» The task
Transcribe every line of the records below verbatim, but leave out the pictures.

» Material for this task
------------------------------------------------------------------------

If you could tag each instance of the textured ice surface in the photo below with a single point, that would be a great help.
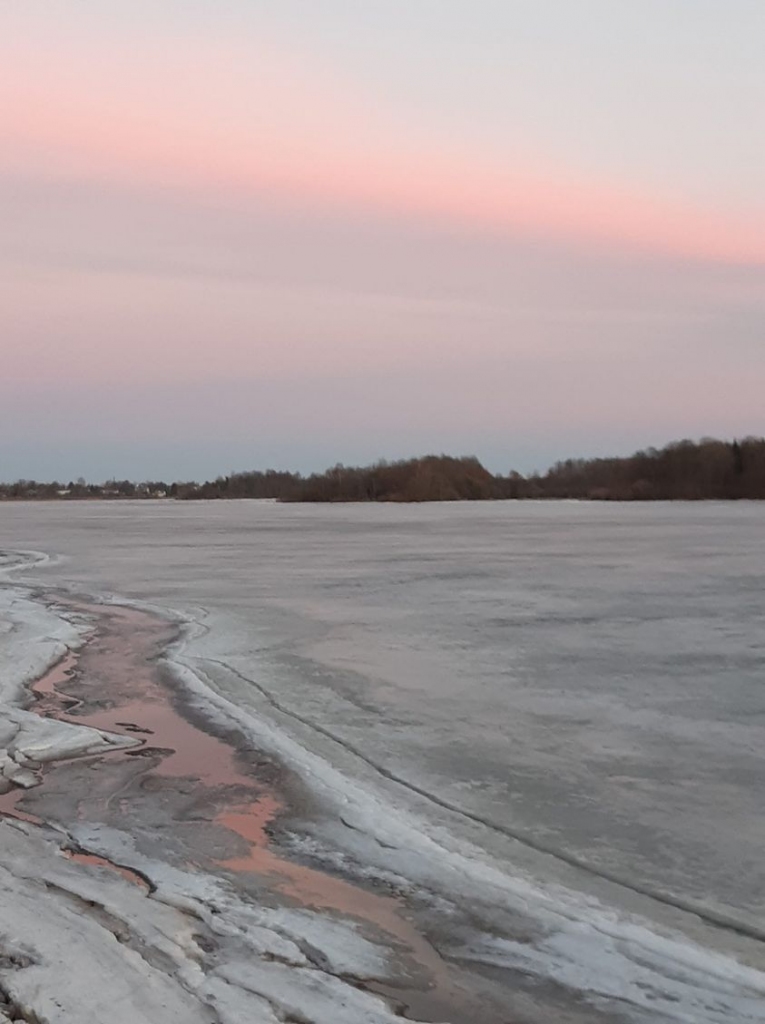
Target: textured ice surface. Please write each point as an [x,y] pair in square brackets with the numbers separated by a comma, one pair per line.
[465,687]
[80,943]
[32,638]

------------------------------------------------------------------------

» Solution to this problem
If you could tag each instance of the textured ice surface in the photo below with a single point, that would be a great help.
Target: textured ice surface. Please write each point as an [x,y] pair in square brackets with the numbers separated by a comma, one pair per line.
[465,687]
[80,943]
[32,638]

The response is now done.